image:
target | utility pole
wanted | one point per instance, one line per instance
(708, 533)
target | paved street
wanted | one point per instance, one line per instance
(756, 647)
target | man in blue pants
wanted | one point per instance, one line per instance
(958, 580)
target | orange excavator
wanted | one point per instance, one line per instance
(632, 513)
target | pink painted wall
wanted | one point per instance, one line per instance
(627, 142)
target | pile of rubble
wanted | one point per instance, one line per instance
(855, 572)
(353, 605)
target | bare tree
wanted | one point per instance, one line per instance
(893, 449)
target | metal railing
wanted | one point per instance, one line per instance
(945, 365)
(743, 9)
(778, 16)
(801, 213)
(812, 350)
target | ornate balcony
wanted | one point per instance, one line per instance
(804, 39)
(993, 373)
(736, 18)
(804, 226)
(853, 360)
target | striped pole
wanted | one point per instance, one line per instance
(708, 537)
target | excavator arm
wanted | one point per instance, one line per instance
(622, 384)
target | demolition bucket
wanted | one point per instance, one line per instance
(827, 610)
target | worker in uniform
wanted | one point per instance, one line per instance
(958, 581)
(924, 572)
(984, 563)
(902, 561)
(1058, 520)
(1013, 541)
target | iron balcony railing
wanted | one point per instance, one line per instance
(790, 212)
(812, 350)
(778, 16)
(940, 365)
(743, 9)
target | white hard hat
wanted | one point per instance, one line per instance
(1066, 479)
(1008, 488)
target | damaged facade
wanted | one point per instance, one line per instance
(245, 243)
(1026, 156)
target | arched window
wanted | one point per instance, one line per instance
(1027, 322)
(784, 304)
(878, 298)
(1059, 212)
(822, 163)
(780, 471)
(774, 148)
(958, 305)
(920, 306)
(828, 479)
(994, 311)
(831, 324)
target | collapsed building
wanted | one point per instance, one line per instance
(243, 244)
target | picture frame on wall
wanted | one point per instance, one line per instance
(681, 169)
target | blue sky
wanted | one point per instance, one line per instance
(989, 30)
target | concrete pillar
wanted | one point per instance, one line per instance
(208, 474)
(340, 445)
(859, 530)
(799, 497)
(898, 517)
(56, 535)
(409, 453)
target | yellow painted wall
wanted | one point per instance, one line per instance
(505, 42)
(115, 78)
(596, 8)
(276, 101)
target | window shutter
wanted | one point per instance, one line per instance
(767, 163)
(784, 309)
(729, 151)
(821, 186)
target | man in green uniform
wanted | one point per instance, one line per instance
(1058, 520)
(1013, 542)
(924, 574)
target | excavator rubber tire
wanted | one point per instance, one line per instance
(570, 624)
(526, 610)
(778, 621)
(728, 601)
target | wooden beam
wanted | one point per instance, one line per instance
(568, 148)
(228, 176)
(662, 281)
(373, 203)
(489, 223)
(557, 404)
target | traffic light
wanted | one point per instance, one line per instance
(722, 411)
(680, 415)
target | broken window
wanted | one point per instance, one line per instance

■ ■ ■ ■

Given request -
Reproduce the listing above with every instance of "excavator" switched to "backhoe", leaving all other text unchanged.

Task result -
image:
target | utility pole
wanted | one point per instance, one line per instance
(708, 533)
target | paved street
wanted | one point per instance, one line per instance
(756, 647)
target | man in blue pants
wanted | one point per instance, one line per instance
(958, 580)
target | orange backhoe
wanted | one point per instance, one line per instance
(632, 513)
target | pink painted wall
wanted | one point per instance, one line per instance
(627, 142)
target | pile of rubble
wanted | one point per instance, one line per instance
(855, 572)
(353, 605)
target | bare tree
wanted | one point per instance, one line per instance
(893, 449)
target | metal railing
wanted | one point per instance, one line per instance
(945, 365)
(743, 9)
(778, 16)
(801, 213)
(812, 350)
target | ornate balcony
wanted | one point per instance, one line per instance
(804, 39)
(993, 373)
(736, 18)
(804, 226)
(853, 360)
target | striped pole
wanted | one point per instance, one line per instance
(708, 537)
target | backhoe arm
wanted | one point per instance, one line per instance
(622, 384)
target | demolition bucket
wanted | one point per instance, one line per instance
(827, 610)
target | worker in uniform
wanted | one point per instance, one line per instance
(958, 581)
(924, 572)
(984, 563)
(902, 561)
(1058, 520)
(1013, 541)
target | iron balcony railing
wanted | one point per instance, one line per instance
(790, 212)
(812, 350)
(778, 16)
(940, 365)
(743, 9)
target | white hard hat
wanted | one point per instance, one line per instance
(1066, 479)
(1008, 488)
target | damaged facade
wanted | one point per instance, one line per instance
(245, 243)
(1026, 156)
target | arched window
wanted | one point per instance, one line per instance
(1027, 322)
(784, 304)
(878, 298)
(1059, 212)
(822, 163)
(780, 471)
(774, 148)
(958, 305)
(920, 306)
(828, 479)
(994, 311)
(831, 324)
target | collapsed building
wanted | one point per instance, one line per instance
(243, 244)
target | picture frame on wall
wanted | one point per instance, one line per instance
(681, 169)
target | blue sky
wanted | one point per instance, one line per instance
(989, 30)
target | concrete pillar
wanted | one point per instance, one line per instance
(208, 474)
(340, 445)
(859, 530)
(799, 497)
(898, 517)
(56, 535)
(409, 453)
target | yellow painted wall
wanted | one point per instance, one line per instance
(505, 42)
(115, 78)
(596, 8)
(276, 101)
target | window shutter
wanted | one point per instance, one line per instance
(767, 163)
(784, 309)
(729, 151)
(821, 186)
target | man in green uniform
wanted | one point per instance, one line per instance
(1058, 520)
(1013, 542)
(924, 574)
target | backhoe rubber tire
wanted | one point per instance, one line per instance
(570, 624)
(526, 610)
(778, 621)
(728, 601)
target | wooden beam
wanted | one point per instance, one line per instance
(568, 148)
(228, 176)
(662, 281)
(373, 203)
(489, 223)
(557, 404)
target | traffic light
wanted | one point per instance, one line per instance
(722, 411)
(680, 415)
target | broken window
wanted | one point per instance, one line per instance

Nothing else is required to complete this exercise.